> **Requirement**: Copy the data word for word, starting at the line containing "Pin every instance of the blue" and ending at the line containing "(1133, 188)".

> **Dataset content**:
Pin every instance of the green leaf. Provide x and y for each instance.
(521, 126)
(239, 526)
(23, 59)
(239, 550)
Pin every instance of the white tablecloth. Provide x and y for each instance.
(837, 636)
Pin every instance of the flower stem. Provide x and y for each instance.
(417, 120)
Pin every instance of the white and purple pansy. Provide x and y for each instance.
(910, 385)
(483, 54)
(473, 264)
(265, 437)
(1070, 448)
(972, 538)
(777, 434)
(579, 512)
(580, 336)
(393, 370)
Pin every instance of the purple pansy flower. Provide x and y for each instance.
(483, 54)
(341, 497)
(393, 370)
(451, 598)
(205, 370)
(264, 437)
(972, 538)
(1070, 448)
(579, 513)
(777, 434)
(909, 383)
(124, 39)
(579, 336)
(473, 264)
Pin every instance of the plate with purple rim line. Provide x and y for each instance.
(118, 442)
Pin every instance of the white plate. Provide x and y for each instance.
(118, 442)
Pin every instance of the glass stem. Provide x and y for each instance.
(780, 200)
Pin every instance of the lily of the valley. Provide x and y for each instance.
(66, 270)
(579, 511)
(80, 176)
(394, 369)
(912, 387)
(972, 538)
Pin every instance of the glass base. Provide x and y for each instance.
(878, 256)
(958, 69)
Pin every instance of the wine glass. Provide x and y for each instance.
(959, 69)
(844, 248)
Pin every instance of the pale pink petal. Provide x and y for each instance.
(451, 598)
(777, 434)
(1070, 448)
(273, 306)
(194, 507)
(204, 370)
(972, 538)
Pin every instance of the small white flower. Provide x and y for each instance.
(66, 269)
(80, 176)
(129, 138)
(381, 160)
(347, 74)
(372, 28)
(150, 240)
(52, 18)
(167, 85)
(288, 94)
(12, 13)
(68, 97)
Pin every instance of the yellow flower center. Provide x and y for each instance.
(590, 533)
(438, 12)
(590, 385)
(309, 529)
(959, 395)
...
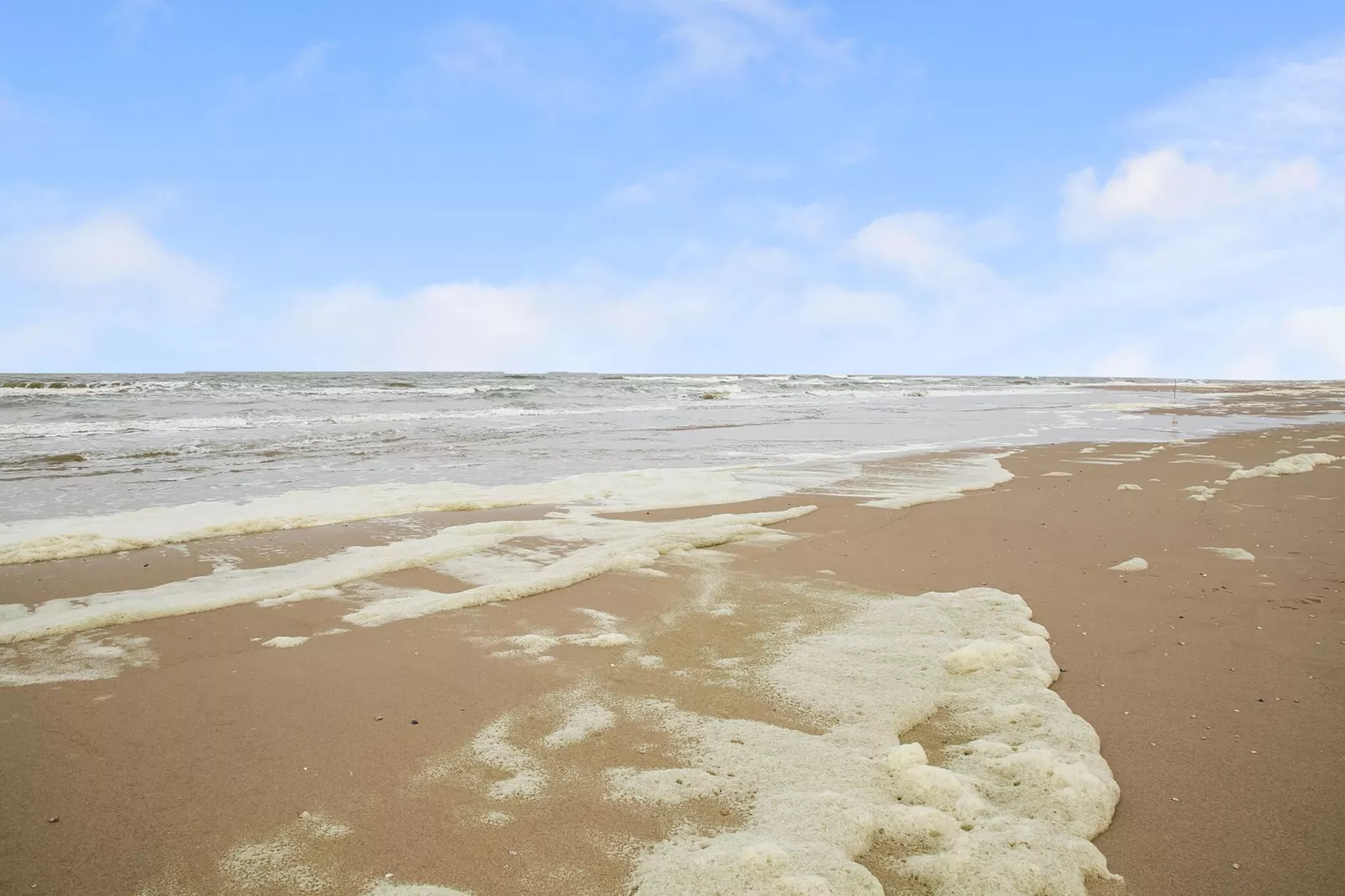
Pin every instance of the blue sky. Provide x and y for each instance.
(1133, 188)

> **Written solution**:
Pin every instance of the blue sky. Provide x and y for each instance.
(1133, 188)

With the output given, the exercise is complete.